**WHAT THIS TASK INVOLVES:**
Rewrite the part that opens with the line containing "Note: locate the dry" and closes with the line containing "pixel 47 153", putting "dry riverbank" in place of "dry stream bank" and changing nothing else. Give back only those lines.

(begin)

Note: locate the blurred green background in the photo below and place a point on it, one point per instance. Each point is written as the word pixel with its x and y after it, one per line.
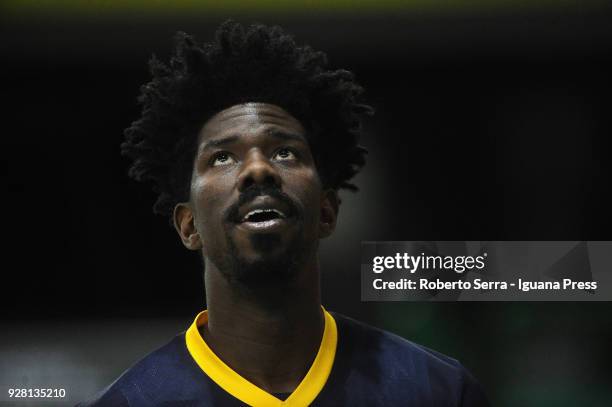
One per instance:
pixel 492 123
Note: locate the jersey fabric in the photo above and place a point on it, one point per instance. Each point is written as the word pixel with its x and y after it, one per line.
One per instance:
pixel 357 365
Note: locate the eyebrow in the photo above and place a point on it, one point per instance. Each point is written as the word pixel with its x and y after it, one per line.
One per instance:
pixel 235 137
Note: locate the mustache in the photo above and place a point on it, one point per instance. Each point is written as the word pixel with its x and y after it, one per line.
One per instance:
pixel 252 192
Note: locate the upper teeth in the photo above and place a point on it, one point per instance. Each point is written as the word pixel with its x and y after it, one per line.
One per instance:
pixel 256 211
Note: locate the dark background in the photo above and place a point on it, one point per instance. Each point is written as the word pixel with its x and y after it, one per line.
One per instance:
pixel 492 123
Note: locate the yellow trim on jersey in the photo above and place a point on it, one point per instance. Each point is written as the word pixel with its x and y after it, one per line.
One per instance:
pixel 245 391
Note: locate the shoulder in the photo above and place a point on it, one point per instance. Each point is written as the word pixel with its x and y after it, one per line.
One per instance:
pixel 406 367
pixel 147 381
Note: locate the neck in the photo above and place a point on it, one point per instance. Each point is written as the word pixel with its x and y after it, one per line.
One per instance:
pixel 269 336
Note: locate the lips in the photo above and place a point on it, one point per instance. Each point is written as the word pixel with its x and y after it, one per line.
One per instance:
pixel 263 214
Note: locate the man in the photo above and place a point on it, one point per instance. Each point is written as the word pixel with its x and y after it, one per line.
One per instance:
pixel 247 140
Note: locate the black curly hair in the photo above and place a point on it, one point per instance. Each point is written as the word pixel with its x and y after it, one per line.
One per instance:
pixel 243 64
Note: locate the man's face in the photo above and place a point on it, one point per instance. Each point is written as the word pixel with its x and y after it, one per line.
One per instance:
pixel 257 208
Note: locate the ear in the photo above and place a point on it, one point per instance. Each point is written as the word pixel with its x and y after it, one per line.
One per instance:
pixel 184 225
pixel 330 203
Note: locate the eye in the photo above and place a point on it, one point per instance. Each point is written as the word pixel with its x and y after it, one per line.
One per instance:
pixel 222 158
pixel 284 154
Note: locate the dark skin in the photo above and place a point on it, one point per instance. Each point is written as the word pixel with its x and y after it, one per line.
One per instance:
pixel 267 329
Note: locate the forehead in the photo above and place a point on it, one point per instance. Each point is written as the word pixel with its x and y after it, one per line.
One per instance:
pixel 250 119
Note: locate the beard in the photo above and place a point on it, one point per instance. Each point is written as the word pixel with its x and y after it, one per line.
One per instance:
pixel 268 270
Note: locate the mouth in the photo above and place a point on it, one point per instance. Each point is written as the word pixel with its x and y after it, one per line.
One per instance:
pixel 264 214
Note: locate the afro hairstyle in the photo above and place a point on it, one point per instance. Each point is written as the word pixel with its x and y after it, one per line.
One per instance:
pixel 256 63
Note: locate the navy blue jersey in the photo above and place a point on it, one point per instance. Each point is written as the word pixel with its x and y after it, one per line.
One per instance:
pixel 357 365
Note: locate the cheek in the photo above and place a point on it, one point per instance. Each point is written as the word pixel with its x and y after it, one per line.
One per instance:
pixel 208 199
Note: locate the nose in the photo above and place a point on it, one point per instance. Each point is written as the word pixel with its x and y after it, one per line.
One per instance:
pixel 257 170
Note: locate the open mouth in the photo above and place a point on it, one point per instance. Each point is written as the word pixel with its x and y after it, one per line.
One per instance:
pixel 263 215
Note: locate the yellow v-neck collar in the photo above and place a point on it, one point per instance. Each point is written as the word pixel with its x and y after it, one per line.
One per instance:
pixel 247 392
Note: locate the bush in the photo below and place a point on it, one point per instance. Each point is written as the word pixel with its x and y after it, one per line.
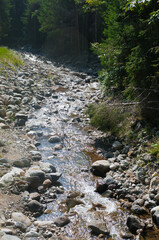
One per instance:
pixel 108 118
pixel 9 57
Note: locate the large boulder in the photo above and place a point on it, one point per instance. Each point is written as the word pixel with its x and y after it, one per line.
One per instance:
pixel 47 167
pixel 35 155
pixel 54 139
pixel 61 221
pixel 8 178
pixel 100 168
pixel 134 224
pixel 98 228
pixel 34 177
pixel 53 177
pixel 20 217
pixel 35 207
pixel 20 119
pixel 155 215
pixel 21 163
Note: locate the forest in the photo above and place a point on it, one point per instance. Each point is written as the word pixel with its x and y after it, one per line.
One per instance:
pixel 79 119
pixel 124 34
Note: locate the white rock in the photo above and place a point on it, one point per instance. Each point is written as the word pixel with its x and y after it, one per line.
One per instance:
pixel 8 178
pixel 20 217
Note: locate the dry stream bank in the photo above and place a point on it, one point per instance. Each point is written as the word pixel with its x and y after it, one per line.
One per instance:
pixel 47 153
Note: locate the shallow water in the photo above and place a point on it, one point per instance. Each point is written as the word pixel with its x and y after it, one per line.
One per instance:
pixel 74 156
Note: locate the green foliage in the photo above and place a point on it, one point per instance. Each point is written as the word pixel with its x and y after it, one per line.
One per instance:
pixel 154 149
pixel 9 58
pixel 108 118
pixel 5 6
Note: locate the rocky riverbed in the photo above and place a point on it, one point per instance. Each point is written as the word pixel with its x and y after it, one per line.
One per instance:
pixel 59 178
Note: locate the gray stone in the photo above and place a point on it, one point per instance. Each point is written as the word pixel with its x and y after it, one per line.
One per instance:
pixel 34 196
pixel 32 234
pixel 54 139
pixel 8 178
pixel 54 177
pixel 62 221
pixel 98 228
pixel 36 156
pixel 136 209
pixel 4 236
pixel 20 217
pixel 100 167
pixel 117 145
pixel 47 167
pixel 134 224
pixel 34 177
pixel 21 163
pixel 35 207
pixel 20 119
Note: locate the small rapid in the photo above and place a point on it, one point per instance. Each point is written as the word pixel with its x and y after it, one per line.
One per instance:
pixel 63 114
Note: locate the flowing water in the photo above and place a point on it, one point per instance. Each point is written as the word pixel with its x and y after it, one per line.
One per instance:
pixel 63 114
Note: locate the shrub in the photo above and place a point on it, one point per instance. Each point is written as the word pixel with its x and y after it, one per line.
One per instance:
pixel 108 118
pixel 9 57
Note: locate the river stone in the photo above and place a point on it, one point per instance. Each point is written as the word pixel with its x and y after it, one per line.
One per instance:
pixel 34 196
pixel 34 177
pixel 3 160
pixel 117 145
pixel 100 167
pixel 44 224
pixel 47 167
pixel 20 119
pixel 154 183
pixel 47 183
pixel 73 202
pixel 34 206
pixel 20 217
pixel 9 237
pixel 53 176
pixel 36 156
pixel 101 186
pixel 98 228
pixel 21 163
pixel 136 209
pixel 3 126
pixel 32 234
pixel 21 226
pixel 134 224
pixel 155 215
pixel 54 139
pixel 8 178
pixel 61 221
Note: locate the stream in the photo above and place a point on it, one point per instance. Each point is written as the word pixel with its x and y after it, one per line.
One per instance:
pixel 63 114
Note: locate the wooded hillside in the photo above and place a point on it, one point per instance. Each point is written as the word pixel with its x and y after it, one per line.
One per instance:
pixel 124 34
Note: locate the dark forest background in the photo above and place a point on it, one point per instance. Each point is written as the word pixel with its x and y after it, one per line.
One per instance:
pixel 124 34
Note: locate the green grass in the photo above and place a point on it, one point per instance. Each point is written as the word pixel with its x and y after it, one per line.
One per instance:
pixel 9 58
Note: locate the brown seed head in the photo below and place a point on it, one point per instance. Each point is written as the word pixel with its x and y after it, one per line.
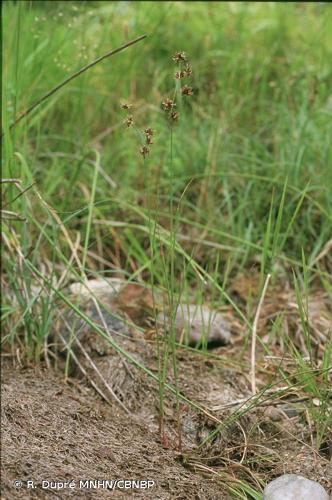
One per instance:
pixel 180 74
pixel 174 116
pixel 188 70
pixel 144 151
pixel 187 90
pixel 168 104
pixel 129 121
pixel 179 56
pixel 148 132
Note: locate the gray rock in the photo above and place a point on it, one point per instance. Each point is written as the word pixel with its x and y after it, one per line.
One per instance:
pixel 294 487
pixel 194 324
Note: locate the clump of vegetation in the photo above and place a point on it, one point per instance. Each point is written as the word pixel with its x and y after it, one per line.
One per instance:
pixel 226 202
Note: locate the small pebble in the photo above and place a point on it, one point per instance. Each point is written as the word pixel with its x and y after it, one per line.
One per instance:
pixel 294 487
pixel 195 323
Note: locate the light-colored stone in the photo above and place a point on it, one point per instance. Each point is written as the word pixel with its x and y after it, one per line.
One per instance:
pixel 195 323
pixel 294 487
pixel 100 288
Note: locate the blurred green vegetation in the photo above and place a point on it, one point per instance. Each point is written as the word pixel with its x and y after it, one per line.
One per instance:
pixel 261 113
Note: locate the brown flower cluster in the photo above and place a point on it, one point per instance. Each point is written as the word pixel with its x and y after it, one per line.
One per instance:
pixel 148 132
pixel 145 150
pixel 185 70
pixel 129 120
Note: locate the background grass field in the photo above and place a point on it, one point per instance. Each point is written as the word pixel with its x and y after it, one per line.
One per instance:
pixel 243 182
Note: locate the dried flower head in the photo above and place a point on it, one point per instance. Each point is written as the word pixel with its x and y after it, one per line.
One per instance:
pixel 180 74
pixel 168 103
pixel 179 56
pixel 148 132
pixel 174 116
pixel 187 90
pixel 129 121
pixel 144 151
pixel 188 70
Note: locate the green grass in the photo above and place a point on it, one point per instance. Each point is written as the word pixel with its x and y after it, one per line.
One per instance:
pixel 245 176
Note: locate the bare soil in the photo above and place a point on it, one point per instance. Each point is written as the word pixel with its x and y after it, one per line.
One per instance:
pixel 66 431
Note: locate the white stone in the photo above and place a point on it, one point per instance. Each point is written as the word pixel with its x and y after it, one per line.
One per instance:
pixel 193 323
pixel 294 487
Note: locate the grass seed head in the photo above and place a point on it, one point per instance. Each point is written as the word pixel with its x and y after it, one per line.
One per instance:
pixel 187 90
pixel 168 104
pixel 179 56
pixel 129 121
pixel 144 151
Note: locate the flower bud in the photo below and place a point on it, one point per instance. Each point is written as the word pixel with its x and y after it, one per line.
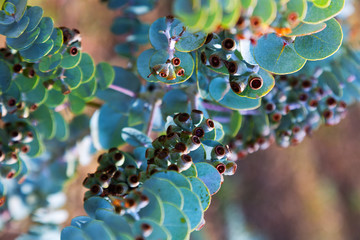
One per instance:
pixel 133 180
pixel 183 120
pixel 196 116
pixel 230 168
pixel 193 143
pixel 146 229
pixel 218 152
pixel 184 163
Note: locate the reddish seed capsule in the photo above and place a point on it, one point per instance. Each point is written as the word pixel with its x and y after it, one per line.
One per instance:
pixel 73 51
pixel 176 61
pixel 180 72
pixel 203 57
pixel 209 37
pixel 17 68
pixel 221 168
pixel 215 61
pixel 232 67
pixel 228 44
pixel 255 83
pixel 255 22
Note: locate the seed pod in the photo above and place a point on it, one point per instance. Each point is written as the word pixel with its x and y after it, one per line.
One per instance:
pixel 218 152
pixel 49 84
pixel 29 72
pixel 162 70
pixel 171 139
pixel 179 71
pixel 17 68
pixel 193 143
pixel 238 83
pixel 2 156
pixel 183 120
pixel 196 116
pixel 130 170
pixel 230 168
pixel 180 148
pixel 149 153
pixel 199 132
pixel 255 22
pixel 184 163
pixel 15 136
pixel 118 176
pixel 176 61
pixel 121 188
pixel 133 180
pixel 118 158
pixel 96 189
pixel 130 203
pixel 173 167
pixel 215 61
pixel 3 110
pixel 103 179
pixel 146 229
pixel 159 142
pixel 208 125
pixel 162 160
pixel 220 166
pixel 228 44
pixel 144 201
pixel 203 58
pixel 185 136
pixel 65 89
pixel 255 81
pixel 73 51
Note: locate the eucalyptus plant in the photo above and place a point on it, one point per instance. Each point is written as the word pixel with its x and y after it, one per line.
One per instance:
pixel 221 79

(end)

**RESULT:**
Note: locate the dry riverbank in the photo above and place a point on it, one point per instance. Each point is written as the word pixel with its x and y after it, one per line.
One per instance:
pixel 47 153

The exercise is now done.